TASK STATEMENT => Copy everything below from the row containing "the tree canopy" down to the row containing "0, 352, 348]]", both included. Keep the wording of each row as it is, including the sample coordinates, but scale every bounding-box coordinate in the answers by 2.25 and round to whole numbers, with halves rounded up.

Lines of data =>
■ ■ ■

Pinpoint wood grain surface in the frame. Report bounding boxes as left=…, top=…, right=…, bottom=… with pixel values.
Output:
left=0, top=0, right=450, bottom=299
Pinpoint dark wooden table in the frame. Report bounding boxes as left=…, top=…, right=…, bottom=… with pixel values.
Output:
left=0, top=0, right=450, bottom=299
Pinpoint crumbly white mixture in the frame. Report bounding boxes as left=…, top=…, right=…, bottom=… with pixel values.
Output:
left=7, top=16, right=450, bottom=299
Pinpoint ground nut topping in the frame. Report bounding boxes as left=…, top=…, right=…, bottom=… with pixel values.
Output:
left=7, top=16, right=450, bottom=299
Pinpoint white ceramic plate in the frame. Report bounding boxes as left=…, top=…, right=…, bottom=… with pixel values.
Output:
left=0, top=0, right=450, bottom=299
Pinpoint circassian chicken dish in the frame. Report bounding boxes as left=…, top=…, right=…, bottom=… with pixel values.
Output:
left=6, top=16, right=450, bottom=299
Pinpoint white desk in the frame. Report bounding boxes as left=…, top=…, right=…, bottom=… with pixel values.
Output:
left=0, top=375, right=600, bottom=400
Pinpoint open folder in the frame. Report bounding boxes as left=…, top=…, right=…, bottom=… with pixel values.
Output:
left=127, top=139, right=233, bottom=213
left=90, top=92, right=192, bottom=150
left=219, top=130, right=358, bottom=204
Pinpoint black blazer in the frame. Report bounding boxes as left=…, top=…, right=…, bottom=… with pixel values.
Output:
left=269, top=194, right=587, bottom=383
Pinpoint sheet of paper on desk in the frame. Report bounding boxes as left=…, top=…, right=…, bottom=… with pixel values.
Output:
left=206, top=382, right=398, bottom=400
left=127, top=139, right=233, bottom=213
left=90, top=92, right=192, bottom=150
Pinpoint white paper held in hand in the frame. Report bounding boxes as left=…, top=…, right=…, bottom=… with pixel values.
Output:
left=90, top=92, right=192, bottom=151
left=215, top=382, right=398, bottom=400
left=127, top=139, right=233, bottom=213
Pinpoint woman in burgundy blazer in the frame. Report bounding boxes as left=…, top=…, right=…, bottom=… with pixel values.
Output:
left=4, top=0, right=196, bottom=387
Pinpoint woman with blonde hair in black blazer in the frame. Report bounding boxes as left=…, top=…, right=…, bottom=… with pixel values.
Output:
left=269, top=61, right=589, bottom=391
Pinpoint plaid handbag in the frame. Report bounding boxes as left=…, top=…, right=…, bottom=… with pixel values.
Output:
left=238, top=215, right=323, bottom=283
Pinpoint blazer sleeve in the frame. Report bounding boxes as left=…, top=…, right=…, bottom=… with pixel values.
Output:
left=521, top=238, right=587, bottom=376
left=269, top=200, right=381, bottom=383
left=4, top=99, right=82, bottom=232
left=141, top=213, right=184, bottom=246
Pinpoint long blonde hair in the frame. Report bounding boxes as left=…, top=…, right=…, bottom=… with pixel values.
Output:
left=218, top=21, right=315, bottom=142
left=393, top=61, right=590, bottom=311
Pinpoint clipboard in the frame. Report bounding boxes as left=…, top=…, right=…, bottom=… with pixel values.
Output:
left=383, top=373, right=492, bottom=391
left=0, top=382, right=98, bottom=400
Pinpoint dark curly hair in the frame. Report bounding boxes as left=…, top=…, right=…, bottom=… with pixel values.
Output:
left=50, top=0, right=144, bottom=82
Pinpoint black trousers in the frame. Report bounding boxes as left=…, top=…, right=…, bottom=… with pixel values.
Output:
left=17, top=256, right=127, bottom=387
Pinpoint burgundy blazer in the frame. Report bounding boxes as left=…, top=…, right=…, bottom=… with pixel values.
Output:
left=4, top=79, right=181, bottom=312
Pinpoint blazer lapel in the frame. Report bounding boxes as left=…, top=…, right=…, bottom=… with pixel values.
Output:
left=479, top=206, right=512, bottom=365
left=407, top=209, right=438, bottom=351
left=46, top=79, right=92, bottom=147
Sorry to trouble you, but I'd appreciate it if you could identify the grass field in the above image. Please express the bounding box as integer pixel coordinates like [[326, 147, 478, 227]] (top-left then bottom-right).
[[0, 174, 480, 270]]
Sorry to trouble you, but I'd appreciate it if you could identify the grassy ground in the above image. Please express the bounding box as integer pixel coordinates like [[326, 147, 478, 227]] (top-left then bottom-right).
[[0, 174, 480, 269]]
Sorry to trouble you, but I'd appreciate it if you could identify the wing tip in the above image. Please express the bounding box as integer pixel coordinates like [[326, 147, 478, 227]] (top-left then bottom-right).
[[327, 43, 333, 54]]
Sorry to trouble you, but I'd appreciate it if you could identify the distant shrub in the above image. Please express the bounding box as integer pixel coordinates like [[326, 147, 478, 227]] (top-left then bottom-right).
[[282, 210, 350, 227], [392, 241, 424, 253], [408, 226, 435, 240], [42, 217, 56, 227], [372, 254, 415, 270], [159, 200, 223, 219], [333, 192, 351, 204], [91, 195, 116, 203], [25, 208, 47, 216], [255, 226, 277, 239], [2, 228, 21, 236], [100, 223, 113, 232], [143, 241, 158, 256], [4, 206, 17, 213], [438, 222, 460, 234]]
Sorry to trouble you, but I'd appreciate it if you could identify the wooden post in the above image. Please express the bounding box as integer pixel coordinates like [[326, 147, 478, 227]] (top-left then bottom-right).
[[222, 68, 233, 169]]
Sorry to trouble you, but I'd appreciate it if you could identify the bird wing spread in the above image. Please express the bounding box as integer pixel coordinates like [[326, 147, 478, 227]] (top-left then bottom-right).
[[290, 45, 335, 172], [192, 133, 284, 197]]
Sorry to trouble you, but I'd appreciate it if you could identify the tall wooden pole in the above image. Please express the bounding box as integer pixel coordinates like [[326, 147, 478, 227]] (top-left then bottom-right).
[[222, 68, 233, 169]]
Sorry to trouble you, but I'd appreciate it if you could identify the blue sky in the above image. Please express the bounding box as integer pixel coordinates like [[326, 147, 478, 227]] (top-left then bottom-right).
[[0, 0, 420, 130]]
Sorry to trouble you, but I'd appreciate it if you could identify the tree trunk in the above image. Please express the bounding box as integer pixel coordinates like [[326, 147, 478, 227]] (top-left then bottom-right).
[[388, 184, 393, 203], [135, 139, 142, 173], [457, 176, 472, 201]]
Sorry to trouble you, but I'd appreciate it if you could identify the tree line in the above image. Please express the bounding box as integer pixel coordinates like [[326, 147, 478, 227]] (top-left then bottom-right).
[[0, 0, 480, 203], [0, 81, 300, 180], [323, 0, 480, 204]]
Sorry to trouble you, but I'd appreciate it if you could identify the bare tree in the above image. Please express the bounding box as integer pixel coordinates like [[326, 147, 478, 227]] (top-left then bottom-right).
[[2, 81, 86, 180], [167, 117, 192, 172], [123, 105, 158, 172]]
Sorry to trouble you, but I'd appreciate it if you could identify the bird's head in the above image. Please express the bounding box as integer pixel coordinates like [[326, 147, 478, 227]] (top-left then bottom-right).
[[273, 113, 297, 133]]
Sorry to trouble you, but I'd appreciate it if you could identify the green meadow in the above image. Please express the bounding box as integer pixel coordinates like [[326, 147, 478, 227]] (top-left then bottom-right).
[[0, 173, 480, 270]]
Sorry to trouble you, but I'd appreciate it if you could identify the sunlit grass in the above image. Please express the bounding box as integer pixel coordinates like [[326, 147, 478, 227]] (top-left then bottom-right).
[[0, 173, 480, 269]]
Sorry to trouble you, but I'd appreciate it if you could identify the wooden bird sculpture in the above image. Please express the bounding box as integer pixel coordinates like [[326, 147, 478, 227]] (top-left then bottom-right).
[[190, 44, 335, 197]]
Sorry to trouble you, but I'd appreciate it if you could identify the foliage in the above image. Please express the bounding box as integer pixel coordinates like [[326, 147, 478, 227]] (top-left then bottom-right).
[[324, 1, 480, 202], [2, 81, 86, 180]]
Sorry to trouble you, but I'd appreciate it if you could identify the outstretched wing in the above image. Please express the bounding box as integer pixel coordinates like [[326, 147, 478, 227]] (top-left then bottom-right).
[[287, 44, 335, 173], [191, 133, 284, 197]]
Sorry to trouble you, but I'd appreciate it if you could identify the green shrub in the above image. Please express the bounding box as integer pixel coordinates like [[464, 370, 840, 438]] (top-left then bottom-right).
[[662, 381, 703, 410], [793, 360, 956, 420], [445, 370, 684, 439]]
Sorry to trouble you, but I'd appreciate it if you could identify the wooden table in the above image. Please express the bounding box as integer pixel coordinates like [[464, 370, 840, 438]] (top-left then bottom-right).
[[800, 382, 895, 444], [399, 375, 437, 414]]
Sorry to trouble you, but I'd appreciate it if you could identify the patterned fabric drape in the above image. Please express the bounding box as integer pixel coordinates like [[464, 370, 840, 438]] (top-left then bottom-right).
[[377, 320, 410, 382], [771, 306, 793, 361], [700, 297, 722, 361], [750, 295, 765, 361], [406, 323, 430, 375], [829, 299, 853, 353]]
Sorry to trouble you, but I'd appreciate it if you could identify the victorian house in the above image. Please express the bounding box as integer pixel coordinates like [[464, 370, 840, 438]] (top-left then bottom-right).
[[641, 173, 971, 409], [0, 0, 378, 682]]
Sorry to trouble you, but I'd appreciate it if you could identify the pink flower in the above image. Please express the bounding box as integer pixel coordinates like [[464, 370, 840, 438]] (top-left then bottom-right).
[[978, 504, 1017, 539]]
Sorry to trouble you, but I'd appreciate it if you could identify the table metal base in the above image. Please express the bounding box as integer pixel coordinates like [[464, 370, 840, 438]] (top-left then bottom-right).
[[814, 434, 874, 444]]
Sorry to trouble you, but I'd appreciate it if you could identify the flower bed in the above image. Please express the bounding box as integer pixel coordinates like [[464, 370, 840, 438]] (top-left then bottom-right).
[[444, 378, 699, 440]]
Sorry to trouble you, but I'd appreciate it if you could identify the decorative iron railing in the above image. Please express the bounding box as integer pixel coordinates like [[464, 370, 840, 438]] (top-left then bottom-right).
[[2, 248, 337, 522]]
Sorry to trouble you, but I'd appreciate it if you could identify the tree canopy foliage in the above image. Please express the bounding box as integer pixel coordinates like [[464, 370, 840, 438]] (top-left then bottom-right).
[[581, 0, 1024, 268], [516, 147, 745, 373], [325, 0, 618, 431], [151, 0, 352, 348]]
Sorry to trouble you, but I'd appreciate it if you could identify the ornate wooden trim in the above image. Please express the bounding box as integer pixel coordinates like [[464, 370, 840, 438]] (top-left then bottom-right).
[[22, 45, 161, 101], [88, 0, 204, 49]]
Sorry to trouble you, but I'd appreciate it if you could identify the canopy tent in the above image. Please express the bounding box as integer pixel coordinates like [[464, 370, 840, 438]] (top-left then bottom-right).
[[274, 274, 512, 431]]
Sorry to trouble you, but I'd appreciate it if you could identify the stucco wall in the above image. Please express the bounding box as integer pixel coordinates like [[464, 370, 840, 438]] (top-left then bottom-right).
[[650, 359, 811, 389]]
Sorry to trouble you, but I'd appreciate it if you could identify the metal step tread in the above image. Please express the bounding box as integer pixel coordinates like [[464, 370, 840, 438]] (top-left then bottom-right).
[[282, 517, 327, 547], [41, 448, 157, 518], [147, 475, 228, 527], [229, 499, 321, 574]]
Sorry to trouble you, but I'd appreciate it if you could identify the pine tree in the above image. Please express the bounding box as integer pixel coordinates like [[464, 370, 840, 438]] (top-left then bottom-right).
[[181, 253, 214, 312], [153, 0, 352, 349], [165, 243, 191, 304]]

■ ■ ■

SOLUTION TO THE EXERCISE =>
Sorry to trouble you, but I'd appreciate it if you could identify the tree canopy foliage in the above image. Please express the bounding box as integer pixel coordinates like [[464, 370, 840, 438]] (top-left then bottom-right).
[[1307, 0, 2304, 603], [1161, 331, 1676, 839], [731, 0, 1391, 970], [340, 0, 792, 783]]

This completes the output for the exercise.